• Your task: Return, word for word, only the lines from the one containing "Could you identify the white lower" through the last line of the entries.

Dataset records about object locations
-- START --
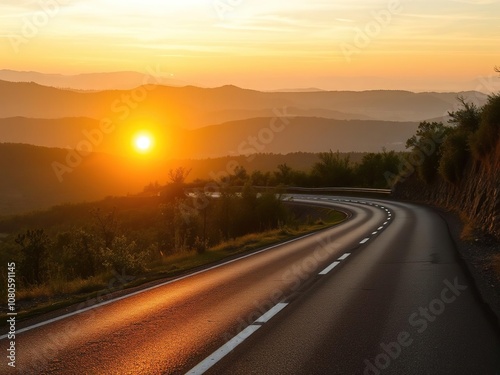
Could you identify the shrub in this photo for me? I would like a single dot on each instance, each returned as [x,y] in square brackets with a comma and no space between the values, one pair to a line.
[455,155]
[484,140]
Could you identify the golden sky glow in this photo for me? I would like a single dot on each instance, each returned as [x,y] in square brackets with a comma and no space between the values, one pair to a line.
[356,44]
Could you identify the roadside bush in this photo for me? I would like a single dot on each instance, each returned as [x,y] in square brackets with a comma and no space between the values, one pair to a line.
[454,157]
[484,140]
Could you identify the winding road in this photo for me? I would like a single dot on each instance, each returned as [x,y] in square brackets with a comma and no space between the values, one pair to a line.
[382,293]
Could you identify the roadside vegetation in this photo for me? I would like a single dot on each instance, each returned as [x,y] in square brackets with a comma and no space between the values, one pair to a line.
[72,251]
[471,136]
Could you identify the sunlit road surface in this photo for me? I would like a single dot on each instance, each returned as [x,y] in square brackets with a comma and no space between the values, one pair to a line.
[382,293]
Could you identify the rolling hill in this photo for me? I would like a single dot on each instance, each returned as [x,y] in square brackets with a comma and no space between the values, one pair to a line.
[241,137]
[193,107]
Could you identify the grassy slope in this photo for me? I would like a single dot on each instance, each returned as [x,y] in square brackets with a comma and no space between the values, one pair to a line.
[59,295]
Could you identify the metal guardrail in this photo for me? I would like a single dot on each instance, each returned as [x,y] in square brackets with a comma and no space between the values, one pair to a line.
[338,190]
[298,189]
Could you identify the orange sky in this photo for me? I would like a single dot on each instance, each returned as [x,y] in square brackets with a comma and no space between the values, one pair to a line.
[358,44]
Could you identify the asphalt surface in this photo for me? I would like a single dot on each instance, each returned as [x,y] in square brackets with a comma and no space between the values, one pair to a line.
[382,293]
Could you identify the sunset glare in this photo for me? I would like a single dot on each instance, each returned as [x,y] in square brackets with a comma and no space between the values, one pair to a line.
[143,143]
[359,45]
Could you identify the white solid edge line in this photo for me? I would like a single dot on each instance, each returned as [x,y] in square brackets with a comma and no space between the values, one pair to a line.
[53,320]
[344,256]
[220,353]
[329,268]
[272,312]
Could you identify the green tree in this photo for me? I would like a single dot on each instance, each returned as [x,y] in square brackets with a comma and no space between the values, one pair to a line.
[34,247]
[333,170]
[484,140]
[425,147]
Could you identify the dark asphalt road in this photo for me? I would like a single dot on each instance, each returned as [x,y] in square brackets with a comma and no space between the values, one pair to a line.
[383,293]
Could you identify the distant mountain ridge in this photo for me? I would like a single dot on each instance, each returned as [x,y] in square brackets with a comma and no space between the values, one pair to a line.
[90,81]
[240,137]
[193,107]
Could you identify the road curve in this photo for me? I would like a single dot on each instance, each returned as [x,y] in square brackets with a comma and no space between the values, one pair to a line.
[332,302]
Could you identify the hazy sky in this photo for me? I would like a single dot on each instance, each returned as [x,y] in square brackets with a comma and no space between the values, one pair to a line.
[263,44]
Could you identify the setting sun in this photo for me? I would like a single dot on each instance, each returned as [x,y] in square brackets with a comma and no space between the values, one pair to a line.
[143,142]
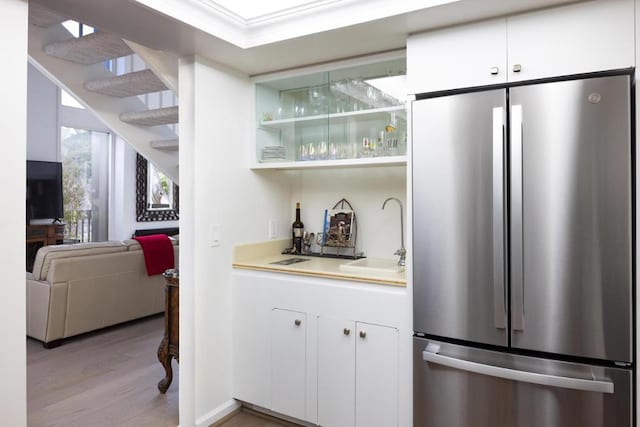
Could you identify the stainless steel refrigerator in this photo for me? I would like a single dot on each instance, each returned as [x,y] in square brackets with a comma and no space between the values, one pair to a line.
[522,256]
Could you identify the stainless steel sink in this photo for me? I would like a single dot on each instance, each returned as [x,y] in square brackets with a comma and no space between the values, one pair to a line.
[376,266]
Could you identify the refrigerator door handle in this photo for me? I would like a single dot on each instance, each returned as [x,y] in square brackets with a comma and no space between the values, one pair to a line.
[499,308]
[517,262]
[595,386]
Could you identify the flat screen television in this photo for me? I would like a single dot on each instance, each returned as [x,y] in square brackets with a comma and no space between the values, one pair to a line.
[44,190]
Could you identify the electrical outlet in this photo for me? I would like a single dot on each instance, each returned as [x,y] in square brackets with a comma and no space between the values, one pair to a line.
[214,234]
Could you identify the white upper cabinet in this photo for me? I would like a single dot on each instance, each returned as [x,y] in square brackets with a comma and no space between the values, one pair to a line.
[579,38]
[466,56]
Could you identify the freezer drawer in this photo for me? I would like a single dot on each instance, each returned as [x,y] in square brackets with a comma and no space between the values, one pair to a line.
[465,387]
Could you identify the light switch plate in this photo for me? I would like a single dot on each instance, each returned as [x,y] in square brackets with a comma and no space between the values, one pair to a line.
[214,234]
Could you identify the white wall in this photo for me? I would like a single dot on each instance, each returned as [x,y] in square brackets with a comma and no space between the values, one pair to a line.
[43,132]
[219,188]
[122,209]
[13,122]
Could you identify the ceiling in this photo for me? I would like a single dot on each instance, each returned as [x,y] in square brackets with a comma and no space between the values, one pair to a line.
[286,42]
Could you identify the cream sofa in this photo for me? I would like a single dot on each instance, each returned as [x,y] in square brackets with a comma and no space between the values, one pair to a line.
[83,287]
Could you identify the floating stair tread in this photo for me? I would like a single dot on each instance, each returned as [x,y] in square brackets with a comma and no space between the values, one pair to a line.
[43,17]
[160,116]
[131,84]
[90,49]
[165,144]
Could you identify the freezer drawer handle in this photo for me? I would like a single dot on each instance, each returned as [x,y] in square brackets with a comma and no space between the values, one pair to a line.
[522,376]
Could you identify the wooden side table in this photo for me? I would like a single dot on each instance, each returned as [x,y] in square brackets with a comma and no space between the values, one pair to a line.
[170,344]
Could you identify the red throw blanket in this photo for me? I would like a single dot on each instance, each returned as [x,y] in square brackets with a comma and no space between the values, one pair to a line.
[158,253]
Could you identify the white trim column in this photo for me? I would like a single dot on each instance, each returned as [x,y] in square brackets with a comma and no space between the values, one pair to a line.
[13,122]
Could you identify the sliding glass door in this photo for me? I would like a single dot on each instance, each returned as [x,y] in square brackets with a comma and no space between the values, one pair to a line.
[85,171]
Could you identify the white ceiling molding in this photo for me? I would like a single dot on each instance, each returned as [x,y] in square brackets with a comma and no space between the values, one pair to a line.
[310,18]
[307,7]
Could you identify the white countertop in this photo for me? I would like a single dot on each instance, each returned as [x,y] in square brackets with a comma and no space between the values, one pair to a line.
[261,256]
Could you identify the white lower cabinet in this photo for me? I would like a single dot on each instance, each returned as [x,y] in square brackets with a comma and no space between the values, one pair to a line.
[288,362]
[315,350]
[336,372]
[357,374]
[376,376]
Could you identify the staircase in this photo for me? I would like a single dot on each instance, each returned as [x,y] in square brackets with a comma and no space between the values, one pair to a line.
[84,67]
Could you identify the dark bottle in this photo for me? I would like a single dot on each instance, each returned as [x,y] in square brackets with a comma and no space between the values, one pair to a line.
[297,229]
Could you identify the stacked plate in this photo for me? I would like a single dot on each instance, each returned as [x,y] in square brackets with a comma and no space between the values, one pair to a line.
[274,152]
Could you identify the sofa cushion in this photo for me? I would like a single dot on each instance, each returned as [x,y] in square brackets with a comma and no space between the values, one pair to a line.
[47,254]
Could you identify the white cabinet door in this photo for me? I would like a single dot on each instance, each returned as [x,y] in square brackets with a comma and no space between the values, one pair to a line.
[458,57]
[288,362]
[376,376]
[573,39]
[336,372]
[251,332]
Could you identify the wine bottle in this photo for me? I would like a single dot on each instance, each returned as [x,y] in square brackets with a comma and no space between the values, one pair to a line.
[297,230]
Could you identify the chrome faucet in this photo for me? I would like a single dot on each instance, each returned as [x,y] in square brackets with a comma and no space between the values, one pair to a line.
[402,251]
-- END --
• Exercise output:
Could you identify the white lower cabinet in this photo for me? I would like a single dot on each instance, each returned as [x,y] in square brackets with a comma and no space between the values, one pair to a line.
[288,362]
[315,350]
[336,372]
[357,374]
[376,376]
Could you identify the staircase in this photo for me? I would like a single dot on each instance, each returned as [x,y] in square brackets with a comma and no space between the values, one pair to a line.
[84,67]
Could you identify the dark bottle in this photo for me? I would like a single dot on each instance, each returned as [x,y] in square brackets with a comma and no space between the values, one pair to a line.
[297,229]
Could you identify the stacked plate in this photo for me? I would like a single dot on each instance, each returned as [x,y] in square brackets with a comma and no space between the values, one pair to a line.
[274,152]
Could you identify the sofa cushion in this photo for me? I would like a single dot on each instance, each returned as [x,y] in square brackets with a comma and no space between the values, one pair to a line.
[47,254]
Could you identify the white cabinet door in this photo for me? I would like a single dot on each instance, each returned as [x,y] in square brackets with a comma and no space between the values, one pair to a line.
[458,57]
[288,362]
[376,376]
[573,39]
[336,372]
[251,332]
Could you identify the wine bottle in this photo for me? I would like a single dot on each instance, each returned as [x,y] in square brackets with a comma and no space between the values, one pair to a line.
[297,230]
Could you identify the chrome faucet in this photo for me? I would like a single dot on each instance, each returned as [x,y] in square brackets with a comma and no space between the values, one pair to a line.
[402,251]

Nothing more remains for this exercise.